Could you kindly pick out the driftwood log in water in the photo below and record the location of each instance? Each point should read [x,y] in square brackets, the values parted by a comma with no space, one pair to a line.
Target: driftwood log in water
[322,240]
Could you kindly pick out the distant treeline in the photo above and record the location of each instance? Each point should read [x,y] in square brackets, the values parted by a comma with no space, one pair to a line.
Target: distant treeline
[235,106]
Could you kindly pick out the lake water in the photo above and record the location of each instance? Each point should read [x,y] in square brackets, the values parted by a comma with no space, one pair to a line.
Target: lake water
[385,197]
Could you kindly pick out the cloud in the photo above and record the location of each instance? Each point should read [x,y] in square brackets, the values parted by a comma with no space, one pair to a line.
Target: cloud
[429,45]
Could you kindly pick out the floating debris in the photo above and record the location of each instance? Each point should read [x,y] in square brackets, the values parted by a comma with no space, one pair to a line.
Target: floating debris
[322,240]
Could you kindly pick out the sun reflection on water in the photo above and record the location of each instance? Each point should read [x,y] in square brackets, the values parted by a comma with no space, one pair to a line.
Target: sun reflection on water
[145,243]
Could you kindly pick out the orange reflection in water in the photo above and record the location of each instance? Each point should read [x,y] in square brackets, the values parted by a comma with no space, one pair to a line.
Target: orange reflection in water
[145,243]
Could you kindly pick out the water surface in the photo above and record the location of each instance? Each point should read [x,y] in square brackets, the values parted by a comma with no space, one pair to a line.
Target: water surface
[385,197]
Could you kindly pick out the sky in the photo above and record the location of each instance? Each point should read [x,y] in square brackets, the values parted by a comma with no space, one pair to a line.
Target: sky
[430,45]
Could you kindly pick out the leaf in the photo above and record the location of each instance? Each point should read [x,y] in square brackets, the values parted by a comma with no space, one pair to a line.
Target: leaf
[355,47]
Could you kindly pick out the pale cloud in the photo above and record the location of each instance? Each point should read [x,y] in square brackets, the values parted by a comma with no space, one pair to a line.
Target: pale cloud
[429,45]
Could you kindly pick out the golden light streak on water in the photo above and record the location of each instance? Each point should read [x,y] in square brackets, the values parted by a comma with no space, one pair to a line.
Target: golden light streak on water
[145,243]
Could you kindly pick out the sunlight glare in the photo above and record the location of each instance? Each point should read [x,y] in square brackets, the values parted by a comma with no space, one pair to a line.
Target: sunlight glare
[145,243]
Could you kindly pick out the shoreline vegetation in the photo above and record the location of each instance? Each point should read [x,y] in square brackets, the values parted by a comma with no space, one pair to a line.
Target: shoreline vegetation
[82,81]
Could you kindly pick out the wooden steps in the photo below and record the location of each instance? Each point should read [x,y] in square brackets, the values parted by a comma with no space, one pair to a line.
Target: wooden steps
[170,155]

**Work request:** Output a faithful copy of every entry, keeping each line as written.

**Output below:**
Could you kindly pick out the driftwood log in water in the photo below and record the location of each instance? Each point should read [x,y] in square brackets, the values parted by a comma with no space, one pair to a line.
Target: driftwood log in water
[322,240]
Could you kindly pick out the distant treeline in the photo above and record the location of each instance? Each point should read [x,y] in square brackets, the values parted by a comma with no space, one pair to a line.
Target: distant treeline
[235,106]
Could you kindly pick out the lake water in the photo above and record the location of each instance? Each point should read [x,y] in square brackets, the values parted by a comma with no space, one pair to a line.
Target: lake water
[385,197]
Could you kindly pick out the cloud in the photo above and record the location of each instance? Each point should read [x,y] in square brackets, the values parted by a comma with no space, one pair to a line.
Target: cloud
[429,45]
Could you kindly pick out the floating debris in the photo above and record the location of each instance? Each point should read [x,y] in square brackets, the values parted by a comma with no space, one pair to a line.
Target: floating debris
[322,240]
Could you kindly pick out the sun reflection on water in the photo above and record the location of each instance? Each point should read [x,y] in square brackets, the values parted by a comma with no space, one pair to a line.
Target: sun reflection on water
[145,243]
Could you kindly pick out the orange reflection in water in the photo above and record the location of each instance? Each point should read [x,y] in square brackets, the values parted by a comma with no space, one pair to a line.
Target: orange reflection in water
[145,243]
Could you kindly pick out the water surface in the photo above and record the location of each instance? Each point should read [x,y] in square brackets, the values parted by a comma with no space, one pair to a line.
Target: water surface
[385,197]
Could you kindly pick out the sky in the photo above and record the location of each instance? Each point should read [x,y] in square brackets, the values parted by a comma with no space, one pair to a line.
Target: sky
[430,45]
Could you kindly pick out the leaf in the photo above and record the location of each instance? Each point should read [x,y] in square brackets, the values parted by a comma with no space, one pair to a line.
Target: leaf
[355,47]
Could you kindly pick out the pale cloud in the photo above and record the location of each instance? Each point should read [x,y] in square brackets, the values parted by a comma with no space, one pair to a line.
Target: pale cloud
[429,45]
Could you kindly pick out the golden light streak on water in the photo above and record the location of each instance? Each point should read [x,y] in square brackets, the values parted by a comma with no space, one pair to a line.
Target: golden light streak on water
[145,243]
Could you kindly pick out the sunlight glare in the photo above and record the location of each instance? Each point should read [x,y] in square brackets, the values parted by a comma with no space, one pair to a line.
Target: sunlight glare
[145,243]
Could you kindly pick out the shoreline vegetation in the photo above and record the location of each instance? Each point should read [x,y] in square brackets, the values parted by a comma with no space, one pair to a line.
Target: shoreline vegetation
[82,81]
Could you kindly pick out the wooden steps in the photo below and record the location of each instance? Each point should read [x,y] in square brackets, the values parted by a comma with no space, one pair to a line.
Target: wooden steps
[170,155]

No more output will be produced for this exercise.